§ EXERCISE TASK 1
According to the Style Invitational contest page, what is the deadline for Week 729 entries?
§ EXERCISE TASK 2
Continue the Style Invitational contest page from its last sentence.

§ PAGE EXTRACT
Please note: The Style Invitational has moved to a new page here.

Week 729: Otherwordly Visions

Network News

X Profile
View More Activity
Saturday, September 1, 2007

"I'm not proposing tax relief because it's the popular thing to do, I'm proposing it because it's the right thing to do." -- George W. Bush

Plain English version

"I'm proposing it because it's a right popular thing to do."
(Jennifer Hart, Arlington)

This handy translation landed big ink in 2000, in what was helpfully numbered Week IX, even though the Invitational was by then seven years old. In this campaign season, further clarifications are in order. This week: Take any sentence in an article or ad in The Washington Post or on from Sept. 1 through Sept. 10 and translate it into "plain English," as in the example above. Please specify what article the sentence is from, and what date and page. If necessary, briefly explain the context of the sentence.

Winner gets the Inker, the official Style Invitational trophy. Second place receives a pack of Genuine Panda Poo paper from the San Diego Zoo, stationery made from the bamboo-rich fibers of you-know-what, donated by Intermittent Loser David Smith of Santa Cruz, Calif.

Other runners-up win their choice of a coveted Style Invitational Loser T-shirt or yearned-for Loser Mug. Honorable Mentions (or whatever they're called that week) get one of the lusted-after Style Invitational Magnets. One prize per entrant per week. Send your entries by e-mail to or by fax to 202-334-4312. Deadline is Monday, Sept. 10. Put "Week 729" in the subject line of your e-mail, or it risks being ignored as spam. Include your name, postal address and phone number with your entry. Contests are judged on the basis of humor and originality. All entries become the property of The Washington Post. Entries may be edited for taste or content. Results will be published Sept. 29. No purchase required for entry. Employees of The Washington Post, and their immediate relatives, are not eligible for prizes. Pseudonymous entries will be disqualified. The revised title for next week's contest is by Kevin Dopart, who borrowed it from Eric Murphy. This week's Honorable Mentions name is by Anne Paris of Arlington.

§ DATA BLOCK
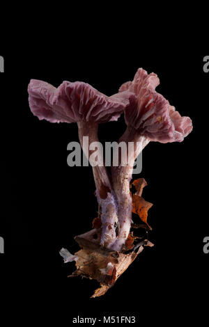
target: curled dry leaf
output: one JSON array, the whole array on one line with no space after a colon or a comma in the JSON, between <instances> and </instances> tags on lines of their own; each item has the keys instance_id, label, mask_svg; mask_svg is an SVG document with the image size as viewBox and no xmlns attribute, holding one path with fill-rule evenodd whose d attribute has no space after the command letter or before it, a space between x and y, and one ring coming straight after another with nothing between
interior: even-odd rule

§ REPLY 1
Monday, Sept. 10.

§ REPLY 2
Report From Week 725

in which we supplied several "captions" and asked you to describe the cartoons they would accompany: The Empress posted this contest, at the Czar's suggestion, with some trepidation, concerned that dozens of descriptions of undrawn cartoons would just be too tedious. She concedes that her fears were unfounded, and therefore owes the Czar the heart cut out of her chest. Invitational Cartoonist Bob Staake chose this week's top four winners from the entries below, and will personally deface each winning sketch with his signature as a prize.

(Bob Staake for The Washington Post)

4. A small error in pronunciation can have huge consequences.
(Marty McCullen, Gettysburg, Pa.)

(Bob Staake for The Washington Post)

3. Bob just wasn't a "word person."
(Jean Sorensen, Herndon)

(Bob Staake for The Washington Post)

2. Old dog learns new trick.
(Dan Colilla, Pittsburgh)

And the Winner of the Inker

(Bob Staake for The Washington Post)

"No, no, Sonia! It was supposed to be a harmonica!"
(Cy Gardner, Arlington)

A Thousand Words Not Worth a Picture

Bob just wasn't a "word person."

Bob drowning in fast-flowing river, frantically signaling with his hands, while people on the riverbank look befuddled: "Um, movie? Two words?" (Bird Waring, New York)

Bob Dylan singing, "Lay, lady, lay. Lay across my big brass bed." Woman correcting him: "It's LIE!" (Randy Lee, Burke)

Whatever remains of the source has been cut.